From the article on Zimbabwe's currency reform below, list each currency option the finance minister says he will explore.

** Start of Extract provided **

Currency Reform Answer to Economic Woes

THE success of the new Government’s effort to transform the country’s economy, both in the immediate and future term hinges on addressing the currency reform problem.

The vision of the Government is to ultimately turn Zimbabwe’s economy into a middle-income economy by 2030, which is just 12 years from now.

For those of us who may not understand and appreciate the potential of this country to turn around its economy may look at the 12-year period as being too short for the country’s economy to transform from its current state into a middle-income economy.

I have said it in the past that Zimbabwe has a potential for economic growth like any other country, given the natural resources and other resources that the country is endowed with, coupled with the right political economic systems and will to push the necessary transformation agenda.

The five years of the Government of National Unity (GNU) for example saw the country’s economic growth rate rising from the negative economic growth in 2008 to a positive average of 12 percent.

During the week, I was listening with excitement to the newly appointed Minister of Finance and Economic Development, Professor Mthuli Ncube, briefly outlining the plans he has for his ministry.

What excited me the most was the enthusiasm and the passion that the minister showed and made it clear that he will prioritise currency reforms, which could entail removing bond notes in the short to medium-term in support of the vision of creating a middle-income economy by 2030, and strongly believes that the vision is attainable.

The minister reiterated that tough decisions would have to be made to steer through the agenda for achieving the Vision 2030 that he believes resonates well with targets he had been advising other African governments on.

“I am very clear that there have to be currency reforms and the (current) currency approach is not working,” he said.

He added: “In doing so, there are three choices that I will explore and pursue with urgency: One, adopt the US dollar only and remove the bond notes from circulation through a demonetisation process and also liberalise exchange controls. Two, adopt the rand by negotiating to join the Rand Monetary Area, and this will close the gap in loss of competitiveness against our largest trading partner, South Africa.

“Three, adopt a new Zim dollar, and here one needs to be clear that it has to be backed by adequate foreign reserves and macro-economic conditions for its stability. Foreign currency accounts will also be introduced. For sure, currency reforms will be implemented.”

So much has been said and written in the past about the need for currency reform in Zimbabwe, as the current currency configuration has proven to be not working and has failed to address the underlying structural economic problems.

Just the mention of the need for currency reform by the minister got some of us excited, especially when it was mentioned in public by the appointed minister, even before they had been sworn in.

By the way, those of us who had whatever reservations are entitled to their opinions like anybody else. To some of us, that was a demonstration and display of technocracy that this country needs at this appointed time in order to move on.

In my opinion, the minister did not only publicly commit himself and his ministry to the need for tough decisions that would have to be made to steer through the agenda for achieving the Vision 2030, but also committed his principal and the Government at large.

I have suggested in my articles in the past that while the adoption of the multi-currency regime brought in stability in terms of taming the hyperinflation and financial discipline, especially in Government and also catalysed the economic growth that Zimbabwe experienced during the tenure of the GNU, its subsequent management and sustainability has been a serious challenge and a dilemma for the Government. We need to understand that currency reform is a fundamental factor for economic development and growth.

** End of Extract provided **
** Start of Data entries **

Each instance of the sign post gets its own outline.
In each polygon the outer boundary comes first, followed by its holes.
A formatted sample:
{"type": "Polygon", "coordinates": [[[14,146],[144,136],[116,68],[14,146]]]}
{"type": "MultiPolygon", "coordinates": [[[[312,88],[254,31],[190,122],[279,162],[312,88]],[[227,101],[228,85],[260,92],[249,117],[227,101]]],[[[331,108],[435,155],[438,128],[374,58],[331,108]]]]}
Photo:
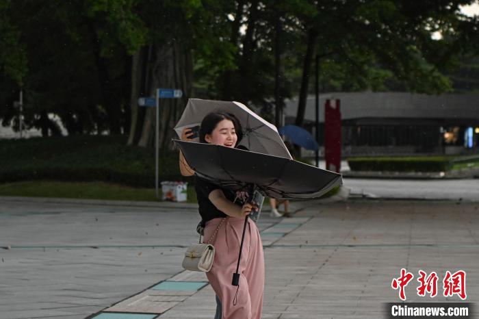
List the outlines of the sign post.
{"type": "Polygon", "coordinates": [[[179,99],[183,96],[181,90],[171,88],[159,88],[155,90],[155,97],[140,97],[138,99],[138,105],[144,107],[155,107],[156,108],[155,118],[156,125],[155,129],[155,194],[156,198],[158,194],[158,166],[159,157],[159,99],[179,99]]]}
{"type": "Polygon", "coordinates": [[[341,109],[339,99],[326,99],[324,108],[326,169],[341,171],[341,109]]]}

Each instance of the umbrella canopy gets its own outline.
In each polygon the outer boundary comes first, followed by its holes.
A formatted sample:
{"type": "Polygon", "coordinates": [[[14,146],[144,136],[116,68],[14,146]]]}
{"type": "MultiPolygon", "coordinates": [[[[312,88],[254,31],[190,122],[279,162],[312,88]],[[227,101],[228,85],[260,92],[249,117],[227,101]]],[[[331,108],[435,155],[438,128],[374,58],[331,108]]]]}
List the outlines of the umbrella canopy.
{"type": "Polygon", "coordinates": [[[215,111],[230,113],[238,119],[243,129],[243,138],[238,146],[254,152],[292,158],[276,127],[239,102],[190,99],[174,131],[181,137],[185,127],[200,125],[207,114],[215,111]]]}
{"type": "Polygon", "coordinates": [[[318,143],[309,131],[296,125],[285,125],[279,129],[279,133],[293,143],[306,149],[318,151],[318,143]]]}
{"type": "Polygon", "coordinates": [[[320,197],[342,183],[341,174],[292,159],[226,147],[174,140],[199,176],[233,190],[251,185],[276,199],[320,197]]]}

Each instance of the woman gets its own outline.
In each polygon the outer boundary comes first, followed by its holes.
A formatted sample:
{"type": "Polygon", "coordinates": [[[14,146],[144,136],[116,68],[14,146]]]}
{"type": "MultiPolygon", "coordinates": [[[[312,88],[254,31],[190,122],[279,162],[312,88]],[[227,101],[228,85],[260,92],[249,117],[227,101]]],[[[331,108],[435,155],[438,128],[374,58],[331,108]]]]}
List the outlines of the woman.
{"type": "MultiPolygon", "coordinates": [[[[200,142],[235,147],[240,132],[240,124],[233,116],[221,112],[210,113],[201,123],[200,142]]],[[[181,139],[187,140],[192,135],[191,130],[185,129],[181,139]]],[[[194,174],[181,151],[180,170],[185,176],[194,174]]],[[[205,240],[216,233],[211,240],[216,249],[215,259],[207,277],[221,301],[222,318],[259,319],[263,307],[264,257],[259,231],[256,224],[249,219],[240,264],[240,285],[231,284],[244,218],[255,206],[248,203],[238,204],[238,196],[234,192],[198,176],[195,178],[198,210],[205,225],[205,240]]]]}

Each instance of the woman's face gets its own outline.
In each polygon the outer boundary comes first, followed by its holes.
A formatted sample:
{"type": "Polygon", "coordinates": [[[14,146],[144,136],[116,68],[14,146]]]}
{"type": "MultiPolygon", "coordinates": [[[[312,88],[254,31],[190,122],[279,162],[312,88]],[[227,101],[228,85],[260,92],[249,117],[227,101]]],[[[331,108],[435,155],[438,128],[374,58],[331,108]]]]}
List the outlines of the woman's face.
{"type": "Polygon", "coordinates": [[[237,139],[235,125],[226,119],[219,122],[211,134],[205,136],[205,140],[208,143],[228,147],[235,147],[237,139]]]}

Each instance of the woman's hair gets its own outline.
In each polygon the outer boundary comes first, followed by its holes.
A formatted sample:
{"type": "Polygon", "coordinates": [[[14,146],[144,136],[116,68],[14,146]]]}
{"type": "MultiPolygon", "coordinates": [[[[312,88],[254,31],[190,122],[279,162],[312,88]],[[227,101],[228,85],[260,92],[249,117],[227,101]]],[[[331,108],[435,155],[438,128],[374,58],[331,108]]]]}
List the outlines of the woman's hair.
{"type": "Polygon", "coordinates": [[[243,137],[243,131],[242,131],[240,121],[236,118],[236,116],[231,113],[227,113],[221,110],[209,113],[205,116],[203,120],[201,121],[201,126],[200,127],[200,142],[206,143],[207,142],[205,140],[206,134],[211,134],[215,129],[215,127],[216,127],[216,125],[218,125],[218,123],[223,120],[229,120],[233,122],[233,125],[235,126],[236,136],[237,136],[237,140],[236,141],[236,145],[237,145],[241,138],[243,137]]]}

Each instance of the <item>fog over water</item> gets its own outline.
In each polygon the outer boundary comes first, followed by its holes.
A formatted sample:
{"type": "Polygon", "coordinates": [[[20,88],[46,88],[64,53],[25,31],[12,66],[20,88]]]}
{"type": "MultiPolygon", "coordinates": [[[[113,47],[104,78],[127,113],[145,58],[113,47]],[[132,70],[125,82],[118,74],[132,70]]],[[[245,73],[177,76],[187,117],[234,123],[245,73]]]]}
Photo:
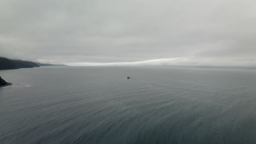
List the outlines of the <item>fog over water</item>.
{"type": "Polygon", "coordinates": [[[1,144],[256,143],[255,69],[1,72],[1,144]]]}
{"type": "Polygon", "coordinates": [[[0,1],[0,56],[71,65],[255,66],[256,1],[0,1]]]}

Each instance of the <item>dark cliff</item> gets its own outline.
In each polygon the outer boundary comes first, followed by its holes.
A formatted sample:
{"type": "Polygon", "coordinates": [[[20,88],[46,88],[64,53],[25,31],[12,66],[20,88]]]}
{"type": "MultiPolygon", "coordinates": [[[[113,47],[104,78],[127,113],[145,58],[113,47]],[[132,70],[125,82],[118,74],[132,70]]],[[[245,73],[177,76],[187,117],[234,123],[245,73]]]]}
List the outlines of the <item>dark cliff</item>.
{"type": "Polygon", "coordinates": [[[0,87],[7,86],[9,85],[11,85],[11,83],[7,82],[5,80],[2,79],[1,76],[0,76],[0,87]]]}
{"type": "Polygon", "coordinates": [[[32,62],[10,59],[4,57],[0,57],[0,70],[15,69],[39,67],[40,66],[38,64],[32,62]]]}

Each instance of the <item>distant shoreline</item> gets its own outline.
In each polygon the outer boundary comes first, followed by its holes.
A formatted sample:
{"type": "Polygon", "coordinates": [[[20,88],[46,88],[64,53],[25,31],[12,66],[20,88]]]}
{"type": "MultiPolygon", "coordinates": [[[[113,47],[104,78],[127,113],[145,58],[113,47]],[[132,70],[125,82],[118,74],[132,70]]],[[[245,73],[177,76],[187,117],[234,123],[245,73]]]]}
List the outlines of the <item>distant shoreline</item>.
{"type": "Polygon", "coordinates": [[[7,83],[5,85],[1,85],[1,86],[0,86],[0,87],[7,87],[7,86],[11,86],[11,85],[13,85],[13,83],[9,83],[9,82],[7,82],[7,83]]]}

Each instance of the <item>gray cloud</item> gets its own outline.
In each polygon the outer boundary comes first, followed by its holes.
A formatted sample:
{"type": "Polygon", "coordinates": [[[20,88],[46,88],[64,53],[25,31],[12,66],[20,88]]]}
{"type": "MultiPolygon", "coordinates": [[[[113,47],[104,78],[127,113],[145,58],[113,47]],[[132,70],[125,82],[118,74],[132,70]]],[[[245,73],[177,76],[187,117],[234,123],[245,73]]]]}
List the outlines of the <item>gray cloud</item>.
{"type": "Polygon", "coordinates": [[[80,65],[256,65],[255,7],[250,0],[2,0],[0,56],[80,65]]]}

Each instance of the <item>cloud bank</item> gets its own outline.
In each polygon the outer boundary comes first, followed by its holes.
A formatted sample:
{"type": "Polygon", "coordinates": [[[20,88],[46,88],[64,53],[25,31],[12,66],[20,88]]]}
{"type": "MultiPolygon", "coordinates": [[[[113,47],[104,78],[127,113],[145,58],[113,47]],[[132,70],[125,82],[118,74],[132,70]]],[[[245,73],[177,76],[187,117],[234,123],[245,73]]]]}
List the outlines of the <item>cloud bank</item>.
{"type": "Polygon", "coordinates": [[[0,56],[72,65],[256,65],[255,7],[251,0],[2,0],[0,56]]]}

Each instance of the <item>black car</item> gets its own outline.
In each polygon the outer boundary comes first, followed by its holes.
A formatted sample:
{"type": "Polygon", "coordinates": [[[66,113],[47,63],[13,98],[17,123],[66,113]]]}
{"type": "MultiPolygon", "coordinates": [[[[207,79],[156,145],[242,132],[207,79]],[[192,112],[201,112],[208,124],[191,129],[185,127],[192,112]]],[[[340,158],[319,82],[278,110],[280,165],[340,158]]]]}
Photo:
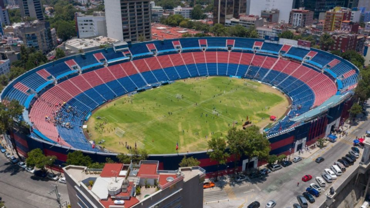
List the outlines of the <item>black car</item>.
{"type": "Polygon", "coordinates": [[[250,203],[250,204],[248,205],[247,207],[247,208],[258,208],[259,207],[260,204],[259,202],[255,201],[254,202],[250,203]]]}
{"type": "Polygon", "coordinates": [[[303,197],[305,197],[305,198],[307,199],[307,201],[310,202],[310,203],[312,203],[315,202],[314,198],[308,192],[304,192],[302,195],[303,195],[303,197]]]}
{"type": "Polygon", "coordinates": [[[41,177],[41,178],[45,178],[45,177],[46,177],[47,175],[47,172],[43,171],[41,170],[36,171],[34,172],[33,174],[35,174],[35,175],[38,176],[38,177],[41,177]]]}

** End of Data entries **

Finished answer:
1. Adopt the US dollar only, removing bond notes from circulation through demonetization and liberalizing exchange controls.
2. Adopt the rand by negotiating to join the Rand Monetary Area.
3. Adopt a new Zim dollar backed by adequate foreign reserves and macro-economic conditions for its stability.